Quoted passage:
——
# Clustering Neighborhoods in Pittsburgh for Pharmacy Location Intelligence

This is a project for my IBM Data Science Capstone on Coursera.

# Introduction

The importance of Pharmacies in neighborhoods cannot be over emphasized. About 70% of Americans are on at least one prescription drug and over 50% of Americans are on at least two prescription drugs. In some communities, Pharmacists may be the sole source of clinical advice to the people. 

Some experts argue that, given the widening scope of services many pharmacies are providing, including physicals, immunizations, drug counseling, sexually transmitted infection screening, other laboratory testing and even access to naloxone, the medication used to reverse opioid overdose. Pharmacies are increasingly important pieces of the national conversation around health care.

This project will focus on clustering pittsburgh neighborhoods for pharmacy location intelligence. I will be using the Foursquare API for location analysis. I will perform data mining and data preparation using required libraries such as pandas, numpy etc. I will segment and cluster neighborhoods using the k-means algorithm. The folium library will be used to visualize the neighborhoods and their respective clusters.

# Business Problem

Pittsburgh is a city in the state of Pennsylvania with a population of about 302,407(2018) and is the county seat of Allegheny. Allegheny County historically has been one of the oldest counties in the US. This emphasizes one of the importance of pharmacy in the county's neighborhood. Most seniors who have healthcare needs such as refilling their prescription may not have the opportunity of driving miles which in effect may cause them not taking their medications consistently.
——
Data supplied:
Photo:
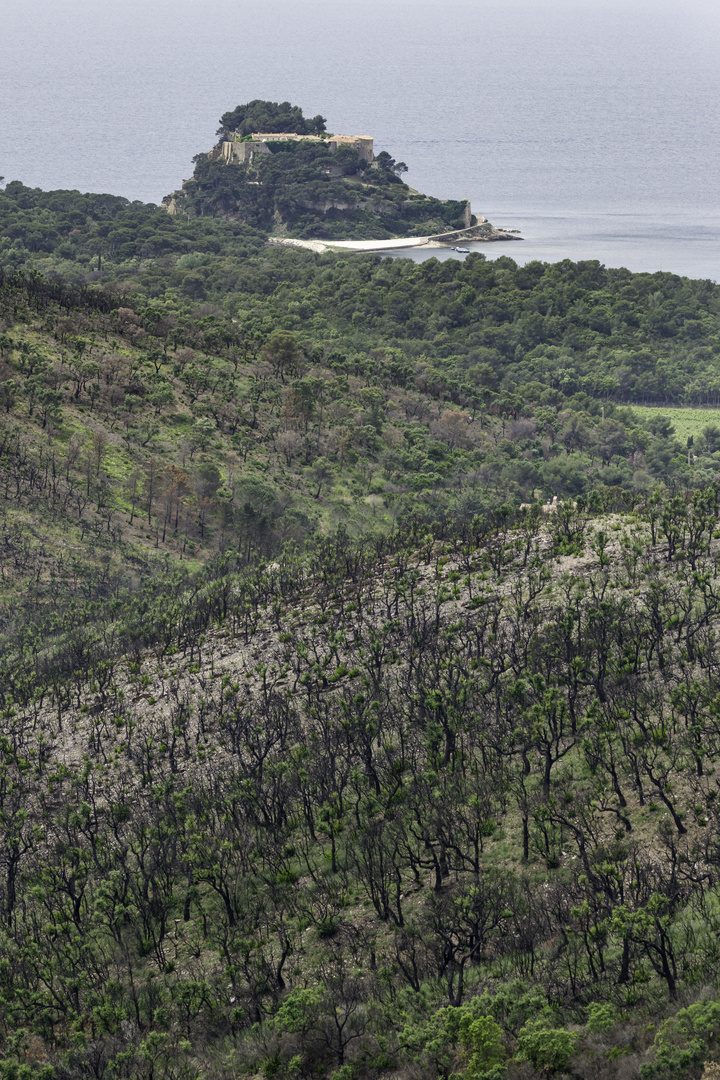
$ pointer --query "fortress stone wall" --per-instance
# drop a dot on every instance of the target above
(242, 152)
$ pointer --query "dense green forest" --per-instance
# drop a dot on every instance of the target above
(358, 659)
——
Your instructions: Pick up the write-up on clustering Pittsburgh neighborhoods for pharmacy locations right after its last sentence and keep writing it. You can ignore the lines.

Reply to the exercise:
In some areas where there is demonstrable need for access to naloxone, pharmacy closures or lack thereof can frustrate treatment. A research conducted in Cook county, Illinois shows that community areas where opioid-related deaths are higher than the Chicago average are in areas where as at 2017 has one or fewer active pharmacies. “A lot of public attention focuses on insurance, but that’s not enough, even if medications are affordable, if the pharmacy isn’t accessible, they're not accessible.” Dima Qato.

This project is targeted at independent pharmacies, chain pharmacies, the City of Pittsburgh, and other healthcare stakeholders


# Data

I will be using the Foursquare location data for my clustering analysis. In addition to the foursquare data I will perform webscraping to source for the addresses and list of Pharmacies in Pittsburgh area for mapping purpose. Pittsburgh census data from Data.gov by zip codes and list of overdose in pttsburgh (2017) by zip codes will also be used in this project.

In [2]:
import pandas as pd #library to handle data analysis

pd.set_option('display.max_columns', None)
pd.set_option('display.max_rows', None)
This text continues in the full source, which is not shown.